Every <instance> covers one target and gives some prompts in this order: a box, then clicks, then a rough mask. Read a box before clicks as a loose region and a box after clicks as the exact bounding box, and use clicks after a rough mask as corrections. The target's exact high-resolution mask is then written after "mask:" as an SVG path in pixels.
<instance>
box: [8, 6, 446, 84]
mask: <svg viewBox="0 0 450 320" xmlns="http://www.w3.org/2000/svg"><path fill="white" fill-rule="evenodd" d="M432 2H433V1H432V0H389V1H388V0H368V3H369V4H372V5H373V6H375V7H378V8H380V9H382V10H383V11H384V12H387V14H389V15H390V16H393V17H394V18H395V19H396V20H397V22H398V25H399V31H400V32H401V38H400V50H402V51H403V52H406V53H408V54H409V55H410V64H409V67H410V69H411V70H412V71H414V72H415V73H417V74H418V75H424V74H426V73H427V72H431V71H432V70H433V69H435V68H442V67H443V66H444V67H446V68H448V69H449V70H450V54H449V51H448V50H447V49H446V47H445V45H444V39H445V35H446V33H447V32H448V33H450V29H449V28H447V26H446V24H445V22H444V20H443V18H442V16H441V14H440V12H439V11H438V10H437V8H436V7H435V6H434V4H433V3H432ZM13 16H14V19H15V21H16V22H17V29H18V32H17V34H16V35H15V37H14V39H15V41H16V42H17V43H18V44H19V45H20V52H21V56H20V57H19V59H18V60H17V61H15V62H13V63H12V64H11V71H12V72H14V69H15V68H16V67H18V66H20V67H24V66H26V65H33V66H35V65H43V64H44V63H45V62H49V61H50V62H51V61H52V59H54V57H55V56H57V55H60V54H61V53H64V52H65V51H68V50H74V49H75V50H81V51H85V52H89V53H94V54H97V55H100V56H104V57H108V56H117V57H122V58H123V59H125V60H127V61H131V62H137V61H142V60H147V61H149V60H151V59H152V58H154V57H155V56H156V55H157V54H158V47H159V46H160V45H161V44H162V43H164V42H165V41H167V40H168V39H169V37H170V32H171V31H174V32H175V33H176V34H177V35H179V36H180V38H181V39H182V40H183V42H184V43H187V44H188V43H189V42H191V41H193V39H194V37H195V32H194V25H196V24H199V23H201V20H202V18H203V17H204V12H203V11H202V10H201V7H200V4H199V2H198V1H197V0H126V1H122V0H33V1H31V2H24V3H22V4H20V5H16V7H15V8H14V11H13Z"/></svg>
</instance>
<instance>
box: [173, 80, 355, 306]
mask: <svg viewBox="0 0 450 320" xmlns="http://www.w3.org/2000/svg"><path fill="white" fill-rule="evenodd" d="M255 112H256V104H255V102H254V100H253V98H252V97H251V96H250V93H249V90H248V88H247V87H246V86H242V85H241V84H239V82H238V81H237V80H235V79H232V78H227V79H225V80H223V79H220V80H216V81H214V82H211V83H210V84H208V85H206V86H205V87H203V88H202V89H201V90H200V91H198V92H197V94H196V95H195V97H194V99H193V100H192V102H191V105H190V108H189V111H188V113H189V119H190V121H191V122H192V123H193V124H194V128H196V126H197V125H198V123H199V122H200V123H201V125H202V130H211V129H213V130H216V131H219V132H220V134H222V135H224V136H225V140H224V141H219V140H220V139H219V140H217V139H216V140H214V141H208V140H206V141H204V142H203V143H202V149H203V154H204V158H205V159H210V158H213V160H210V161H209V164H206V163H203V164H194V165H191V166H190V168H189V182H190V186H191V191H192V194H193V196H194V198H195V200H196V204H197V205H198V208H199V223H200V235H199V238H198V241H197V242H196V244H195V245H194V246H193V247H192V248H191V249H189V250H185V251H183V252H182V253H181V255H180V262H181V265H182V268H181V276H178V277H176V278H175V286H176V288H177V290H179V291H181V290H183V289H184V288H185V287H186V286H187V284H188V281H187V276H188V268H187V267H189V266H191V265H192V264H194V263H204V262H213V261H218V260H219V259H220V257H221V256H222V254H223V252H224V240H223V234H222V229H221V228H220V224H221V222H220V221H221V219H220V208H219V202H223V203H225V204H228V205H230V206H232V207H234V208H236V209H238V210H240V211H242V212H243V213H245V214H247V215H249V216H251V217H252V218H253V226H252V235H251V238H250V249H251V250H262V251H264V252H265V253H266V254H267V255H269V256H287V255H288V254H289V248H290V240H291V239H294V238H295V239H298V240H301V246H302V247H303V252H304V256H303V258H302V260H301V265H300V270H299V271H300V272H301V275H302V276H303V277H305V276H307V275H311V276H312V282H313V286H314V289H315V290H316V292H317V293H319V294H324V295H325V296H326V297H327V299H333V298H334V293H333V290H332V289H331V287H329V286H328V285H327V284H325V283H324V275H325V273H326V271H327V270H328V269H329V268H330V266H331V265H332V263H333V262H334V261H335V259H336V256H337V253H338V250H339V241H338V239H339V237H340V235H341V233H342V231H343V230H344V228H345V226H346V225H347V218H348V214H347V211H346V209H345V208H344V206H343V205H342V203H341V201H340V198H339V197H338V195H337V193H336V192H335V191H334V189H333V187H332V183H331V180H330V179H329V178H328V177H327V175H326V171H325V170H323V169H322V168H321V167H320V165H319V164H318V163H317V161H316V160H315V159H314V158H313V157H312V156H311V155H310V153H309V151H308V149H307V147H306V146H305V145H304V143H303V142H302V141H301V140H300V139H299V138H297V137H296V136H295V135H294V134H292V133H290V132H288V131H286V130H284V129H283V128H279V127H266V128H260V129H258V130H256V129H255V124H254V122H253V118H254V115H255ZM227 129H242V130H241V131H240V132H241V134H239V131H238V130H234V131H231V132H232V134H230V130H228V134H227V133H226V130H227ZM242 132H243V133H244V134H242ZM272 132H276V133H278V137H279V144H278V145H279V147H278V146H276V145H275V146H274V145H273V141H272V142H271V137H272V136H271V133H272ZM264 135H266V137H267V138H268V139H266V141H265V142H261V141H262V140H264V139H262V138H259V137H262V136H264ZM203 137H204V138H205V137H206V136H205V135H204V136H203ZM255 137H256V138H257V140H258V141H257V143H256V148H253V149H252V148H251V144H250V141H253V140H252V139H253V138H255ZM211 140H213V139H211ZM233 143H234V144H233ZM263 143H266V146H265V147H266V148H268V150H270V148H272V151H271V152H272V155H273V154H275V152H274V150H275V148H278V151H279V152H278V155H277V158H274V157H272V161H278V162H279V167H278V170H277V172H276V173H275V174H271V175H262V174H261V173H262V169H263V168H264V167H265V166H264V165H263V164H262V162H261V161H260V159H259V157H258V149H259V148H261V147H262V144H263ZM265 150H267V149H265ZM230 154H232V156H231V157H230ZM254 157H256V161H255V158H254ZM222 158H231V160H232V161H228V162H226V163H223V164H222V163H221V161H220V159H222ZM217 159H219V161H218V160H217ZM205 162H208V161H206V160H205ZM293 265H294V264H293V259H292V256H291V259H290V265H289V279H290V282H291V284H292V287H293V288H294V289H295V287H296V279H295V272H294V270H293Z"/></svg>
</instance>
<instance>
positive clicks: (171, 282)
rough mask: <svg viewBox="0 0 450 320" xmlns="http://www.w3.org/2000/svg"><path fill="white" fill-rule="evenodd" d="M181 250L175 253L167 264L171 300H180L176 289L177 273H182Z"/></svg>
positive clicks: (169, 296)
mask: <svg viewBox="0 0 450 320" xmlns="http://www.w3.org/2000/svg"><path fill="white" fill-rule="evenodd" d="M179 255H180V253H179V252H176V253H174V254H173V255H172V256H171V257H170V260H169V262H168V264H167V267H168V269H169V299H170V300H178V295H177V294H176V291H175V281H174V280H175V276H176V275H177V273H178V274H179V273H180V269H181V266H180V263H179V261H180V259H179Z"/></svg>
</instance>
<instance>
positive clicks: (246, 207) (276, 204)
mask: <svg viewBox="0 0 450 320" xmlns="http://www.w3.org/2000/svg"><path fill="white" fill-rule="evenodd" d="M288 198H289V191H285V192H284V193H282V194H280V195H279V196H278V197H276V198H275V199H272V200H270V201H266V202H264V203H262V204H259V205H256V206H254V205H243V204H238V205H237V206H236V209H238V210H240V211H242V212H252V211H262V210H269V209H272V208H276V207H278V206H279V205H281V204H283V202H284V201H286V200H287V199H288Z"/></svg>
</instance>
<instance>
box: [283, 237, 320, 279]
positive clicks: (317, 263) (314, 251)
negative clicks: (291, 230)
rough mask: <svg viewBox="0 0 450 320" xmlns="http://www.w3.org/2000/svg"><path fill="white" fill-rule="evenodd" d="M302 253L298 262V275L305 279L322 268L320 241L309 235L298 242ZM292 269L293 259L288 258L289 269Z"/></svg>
━━━━━━━━━━━━━━━━
■ **Exercise objective**:
Gather every line in the records that contains the string "clicks" and copy each one. Case counts.

■ **Solution for this exercise**:
Every <instance> covers one target and gives some prompts in this order: a box, then clicks, then a rough mask. Read a box before clicks as a loose region and a box after clicks as the exact bounding box, and use clicks after a rough mask as corrections. The target's exact high-resolution mask is then written after "mask:" as an SVG path in pixels.
positive clicks: (171, 282)
positive clicks: (169, 296)
positive clicks: (246, 207) (276, 204)
positive clicks: (317, 263) (314, 251)
negative clicks: (291, 230)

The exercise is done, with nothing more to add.